**Exercise passage**

════════

Do dedicated generative AI software developers exist? Data platform company Redis thinks so. The company this month came forward with the difficult-to-pronounce LangCache, a managed semantic caching service for AI apps, agents and vector sets. The technology comes with a new native data type for Redis that allows developers to access and work with vectors and use them in more composable and scalable ways. This is complex technology – and it is positioned as a way of offering a comprehensive data architecture for developers to build generative AI applications and agents – so what does it all mean?
Let’s take the components here one by one. A managed semantic caching service offers a way to intelligently store and retrieve information based on the meaning or context of a query, rather than offering any form of data result in more “exact match” terms. As database purists will know, vector sets are a data type designed to store collections of vectors with optional attributes i.e. sets are similar to “sorted sets”, but use string representations (a method for storing characters or numbers in computer memory) of vectors instead of scores.

════════

**Input data**
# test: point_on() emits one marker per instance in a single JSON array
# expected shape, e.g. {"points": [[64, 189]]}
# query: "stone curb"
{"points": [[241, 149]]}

════════

Repeat word for word the part of the article on Redis LangCache starting at "Do dedicated generative" and ending at "it all mean?". The listing is separate from the article on Redis LangCache.

Do dedicated generative AI software developers exist? Data platform company Redis thinks so. The company this month came forward with the difficult-to-pronounce LangCache, a managed semantic caching service for AI apps, agents and vector sets. The technology comes with a new native data type for Redis that allows developers to access and work with vectors and use them in more composable and scalable ways. This is complex technology – and it is positioned as a way of offering a comprehensive data architecture for developers to build generative AI applications and agents – so what does it all mean?